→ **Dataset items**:
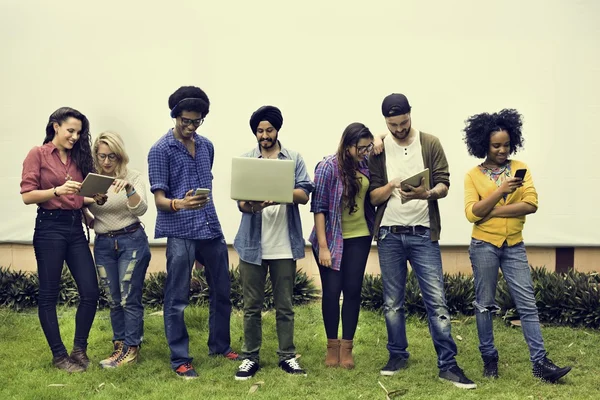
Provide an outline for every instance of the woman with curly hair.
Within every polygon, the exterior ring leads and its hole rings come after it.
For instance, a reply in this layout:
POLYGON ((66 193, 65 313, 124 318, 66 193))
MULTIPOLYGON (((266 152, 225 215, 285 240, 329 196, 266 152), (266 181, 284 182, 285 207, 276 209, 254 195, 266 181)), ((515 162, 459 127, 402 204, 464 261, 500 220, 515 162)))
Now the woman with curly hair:
POLYGON ((353 339, 375 222, 366 163, 372 149, 373 134, 355 122, 344 130, 337 154, 326 157, 315 170, 316 189, 311 202, 315 226, 309 241, 321 275, 328 367, 354 368, 353 339), (341 292, 344 303, 340 341, 341 292))
MULTIPOLYGON (((21 195, 37 204, 33 247, 39 277, 38 314, 50 345, 52 364, 67 372, 85 371, 87 339, 96 315, 98 280, 89 243, 83 232, 81 182, 94 169, 89 122, 85 115, 62 107, 50 115, 42 146, 23 162, 21 195), (66 261, 79 292, 75 338, 67 353, 58 327, 56 302, 66 261)), ((93 200, 89 200, 93 201, 93 200)), ((101 197, 97 200, 103 202, 101 197)))
POLYGON ((498 378, 498 350, 494 346, 492 313, 498 270, 506 279, 521 318, 533 375, 556 382, 570 367, 547 358, 535 305, 525 244, 525 216, 537 211, 538 196, 527 165, 509 159, 523 147, 521 115, 514 109, 470 117, 464 128, 469 153, 484 161, 465 176, 465 214, 473 223, 469 256, 475 280, 475 319, 483 375, 498 378))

→ **What you will do**: Print exactly the lines that run from the line containing "Within every polygon, the" to the end of the data, both ends included.

→ **Task solution**:
Within every polygon, the exterior ring leads and its hole rings come after it.
For instance, a reply in this layout:
POLYGON ((66 193, 65 313, 124 318, 66 193))
MULTIPOLYGON (((266 152, 225 215, 285 240, 329 196, 266 152), (266 181, 284 182, 285 207, 276 209, 254 195, 266 181)), ((515 162, 459 127, 402 204, 464 261, 500 220, 515 162)))
Now the woman with curly hair:
POLYGON ((353 339, 375 222, 366 163, 372 149, 373 134, 355 122, 344 130, 337 154, 326 157, 315 170, 316 189, 311 202, 315 226, 309 241, 321 275, 328 367, 354 368, 353 339), (341 292, 344 303, 340 341, 341 292))
MULTIPOLYGON (((21 195, 37 204, 33 247, 39 277, 38 314, 50 345, 52 364, 67 372, 85 371, 87 339, 96 315, 98 280, 89 243, 83 232, 81 182, 94 169, 89 122, 85 115, 62 107, 50 115, 42 146, 23 162, 21 195), (66 261, 79 292, 75 338, 67 353, 58 327, 56 302, 66 261)), ((93 200, 89 200, 93 201, 93 200)), ((101 197, 97 200, 103 202, 101 197)))
POLYGON ((498 378, 498 350, 494 346, 492 313, 498 270, 506 279, 521 318, 533 375, 556 382, 570 367, 547 358, 535 305, 525 244, 525 216, 537 211, 538 196, 527 165, 509 159, 523 147, 521 115, 514 109, 470 117, 464 128, 469 153, 484 161, 465 176, 465 214, 473 223, 469 256, 475 280, 475 319, 483 375, 498 378))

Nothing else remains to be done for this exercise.